AIM 1: In the opera review, which Opera Parallele performer impersonated Howard Cosell?
AIM 2: In the opera review, reproduce word for word the passage that begins at the words "Vinkensport or The" and stops after "dead one (Farinelli).".
AIM 3: Translate this sentence from the opera review into French: "The work was commissioned by Bard College, premiering in 2010."

# START OF PASSAGE TO READ

Two recent one-acts cleverly combined by stage director Brian Staufenbiel into one grand, operatic sporting event. San Francisco’s alternative opera company, Opera Parallele pulled off a slam dunk show.
It all took place in Houston’s nearly 70,000 seat Astrodome inserted into SF Jazz’s 700 seat Miner Auditorium. It was all hosted by the famously arrogant Howard Cosell [a sportscaster in the 1960’s and 70’s] impersonated with great affection by Opera Parallele’s Mark Hernandez. Somehow all necessary magnitude (gigantic) was achieved to showcase the brutal competition among six male finches as well as the 1973 Houston Battle of the Sexes — US Open champion (retired) Bobby Riggs pitted against Grand Slam champion Billie Jean King.
Vinkensport or The Finch Opera, the “Birds” part of the title, re-imagined the ancient Flemish rite that determines which male finch can sing the most songs in one hour. The opera limits the competition to six finches (named Hans Sachs, Prince Gabriel III of Belgium, etc.), though they remained unseen except for a dead one (Farinelli).
Nor, ironically, were they heard — though there was a plentitude of birdlike sounds always rising from the pit.
The Vinkensport librettist Royce Vavrek has been dubbed the Metastasio [a famously prolific Baroque librettist] of Brooklyn, though he is more appropriately aligned with the prolific French grand opera librettist Eugène Scribe, famed because he could turn any story or situation into a succession of arias and choruses, plus adding the sine non qua of grand opera — spectacle!
Spectacle was no problem (Astrodome battles). Fortunately the bird songs were kept in the pit and we had to contend only with the sad fates of the birds’ trainers.
It was no longer comedy as the trainer of the bird named Holy St. Francis’s imagined (through the eye of her bird) her husband “stuffing the turkey” (fucking — an inelegant image in an otherwise elegant staging) on the kitchen table, Farinelli’s trainer imagined a solemn funeral for her dead bird, Elton John’s trainer contended with alcoholism, etc. Finally the trainer of the bird named Atticus Finch (the lawyer in the novel “To Kill a Mockingbird” who defended a black man charged with rape) was left alone on the stage. Sung by fine baritone Daniel Cilli, he movingly admitted that he existed only though his bird. [I surmised this content as I was seated behind a bank of speakers that blocked the supertitles — the program synopsis was far from detailed].
The Vinkensport score is by David T. Little. The work was commissioned by Bard College, premiering in 2010. Little, once a drummer, is a composer who boasts several successful operas (JFK, Soldier Songs, and Dog Days). He is a member of the group Newspeak, exploring the boundaries of rock and classical music, explaining, maybe, why this opera found itself on the SF Jazz stage. In this chamber version of the original score there were four string voices (SSTB), plus flute and clarinet, myriad percussion (two players) and piano, the ensemble creating an amusing, new music maelstrom carefully presided upon by Opera Parallele’s music director Nicole Paiement.
Vinkensport flowed directly into Balls, the stage easily transformed from a line-up of finch competitors into a tennis court, the projections covering/hiding the acoustically engineered walls of this distinctly unattractive auditorium changing from a leafy glen into the stadium seats of the Astrodome.

# END OF PASSAGE TO READ
# START OF DATASET CONTENT

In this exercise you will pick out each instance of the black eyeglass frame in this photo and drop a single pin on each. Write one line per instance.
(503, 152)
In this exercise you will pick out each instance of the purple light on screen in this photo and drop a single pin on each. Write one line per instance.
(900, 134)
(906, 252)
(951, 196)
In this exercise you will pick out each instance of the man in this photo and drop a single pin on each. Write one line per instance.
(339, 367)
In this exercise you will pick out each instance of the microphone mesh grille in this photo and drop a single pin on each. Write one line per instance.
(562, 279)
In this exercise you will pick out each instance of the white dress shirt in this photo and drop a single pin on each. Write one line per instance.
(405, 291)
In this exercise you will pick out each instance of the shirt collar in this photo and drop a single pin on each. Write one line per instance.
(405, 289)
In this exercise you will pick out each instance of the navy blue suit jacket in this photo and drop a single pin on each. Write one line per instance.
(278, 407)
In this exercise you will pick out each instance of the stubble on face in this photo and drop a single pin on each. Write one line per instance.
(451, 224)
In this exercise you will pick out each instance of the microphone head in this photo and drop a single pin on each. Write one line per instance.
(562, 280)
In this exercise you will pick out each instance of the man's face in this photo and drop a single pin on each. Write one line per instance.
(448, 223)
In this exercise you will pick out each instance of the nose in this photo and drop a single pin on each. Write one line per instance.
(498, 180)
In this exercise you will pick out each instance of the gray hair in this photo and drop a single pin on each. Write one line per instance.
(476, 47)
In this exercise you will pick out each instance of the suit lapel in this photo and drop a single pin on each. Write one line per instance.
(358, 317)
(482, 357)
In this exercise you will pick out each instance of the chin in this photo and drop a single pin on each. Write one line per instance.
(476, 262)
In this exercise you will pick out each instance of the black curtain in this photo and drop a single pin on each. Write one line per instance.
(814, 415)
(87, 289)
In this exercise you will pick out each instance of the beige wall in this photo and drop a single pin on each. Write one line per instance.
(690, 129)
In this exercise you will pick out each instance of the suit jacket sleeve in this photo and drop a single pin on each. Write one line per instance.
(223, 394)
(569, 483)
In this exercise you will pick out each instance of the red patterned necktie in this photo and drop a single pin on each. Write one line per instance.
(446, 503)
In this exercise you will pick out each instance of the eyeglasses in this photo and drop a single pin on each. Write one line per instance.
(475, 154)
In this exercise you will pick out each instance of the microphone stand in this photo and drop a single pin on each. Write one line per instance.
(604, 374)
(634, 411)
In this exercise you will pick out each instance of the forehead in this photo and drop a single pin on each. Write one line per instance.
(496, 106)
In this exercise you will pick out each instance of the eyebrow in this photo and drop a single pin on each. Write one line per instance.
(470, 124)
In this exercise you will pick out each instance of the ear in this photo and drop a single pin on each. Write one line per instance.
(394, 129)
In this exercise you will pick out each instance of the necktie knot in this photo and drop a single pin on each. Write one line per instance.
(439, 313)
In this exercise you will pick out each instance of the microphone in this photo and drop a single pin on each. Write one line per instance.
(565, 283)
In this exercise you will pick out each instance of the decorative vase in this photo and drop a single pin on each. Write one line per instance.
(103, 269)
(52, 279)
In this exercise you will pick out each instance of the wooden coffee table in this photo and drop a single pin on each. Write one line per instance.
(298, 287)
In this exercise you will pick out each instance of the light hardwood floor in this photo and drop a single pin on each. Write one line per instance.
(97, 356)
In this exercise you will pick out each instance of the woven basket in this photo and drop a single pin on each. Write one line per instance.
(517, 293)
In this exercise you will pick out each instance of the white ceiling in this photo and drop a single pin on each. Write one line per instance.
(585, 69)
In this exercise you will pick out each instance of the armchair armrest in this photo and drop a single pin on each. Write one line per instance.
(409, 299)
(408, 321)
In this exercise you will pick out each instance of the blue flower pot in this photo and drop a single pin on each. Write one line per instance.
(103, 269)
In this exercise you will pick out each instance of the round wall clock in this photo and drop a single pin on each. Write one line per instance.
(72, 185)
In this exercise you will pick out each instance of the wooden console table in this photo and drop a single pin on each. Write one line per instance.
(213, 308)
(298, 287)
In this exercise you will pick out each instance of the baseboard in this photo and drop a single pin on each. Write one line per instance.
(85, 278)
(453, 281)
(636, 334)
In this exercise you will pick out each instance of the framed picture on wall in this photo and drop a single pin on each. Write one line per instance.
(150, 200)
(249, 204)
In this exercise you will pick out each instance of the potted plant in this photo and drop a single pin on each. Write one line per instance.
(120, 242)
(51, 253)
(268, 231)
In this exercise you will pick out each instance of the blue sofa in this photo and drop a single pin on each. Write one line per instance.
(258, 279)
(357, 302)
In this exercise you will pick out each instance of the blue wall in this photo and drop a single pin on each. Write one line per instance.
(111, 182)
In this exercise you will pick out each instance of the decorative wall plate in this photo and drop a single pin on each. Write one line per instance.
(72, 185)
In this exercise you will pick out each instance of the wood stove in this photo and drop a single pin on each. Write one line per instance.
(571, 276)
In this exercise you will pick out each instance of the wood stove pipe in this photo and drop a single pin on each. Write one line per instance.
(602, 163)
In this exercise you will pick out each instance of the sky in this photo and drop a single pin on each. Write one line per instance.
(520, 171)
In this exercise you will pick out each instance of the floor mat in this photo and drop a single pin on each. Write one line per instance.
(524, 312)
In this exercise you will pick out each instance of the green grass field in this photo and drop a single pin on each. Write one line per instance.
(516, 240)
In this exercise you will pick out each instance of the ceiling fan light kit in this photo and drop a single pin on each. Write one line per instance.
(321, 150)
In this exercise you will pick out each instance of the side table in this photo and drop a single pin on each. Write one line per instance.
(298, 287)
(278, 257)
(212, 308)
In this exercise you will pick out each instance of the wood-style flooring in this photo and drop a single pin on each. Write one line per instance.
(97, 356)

# END OF DATASET CONTENT

EXPECTED OUTPUT 1: Mark Hernandez

EXPECTED OUTPUT 2:
Vinkensport or The Finch Opera, the “Birds” part of the title, re-imagined the ancient Flemish rite that determines which male finch can sing the most songs in one hour. The opera limits the competition to six finches (named Hans Sachs, Prince Gabriel III of Belgium, etc.), though they remained unseen except for a dead one (Farinelli).

EXPECTED OUTPUT 3: L'œuvre a été commandée par le Bard College et créée en 2010.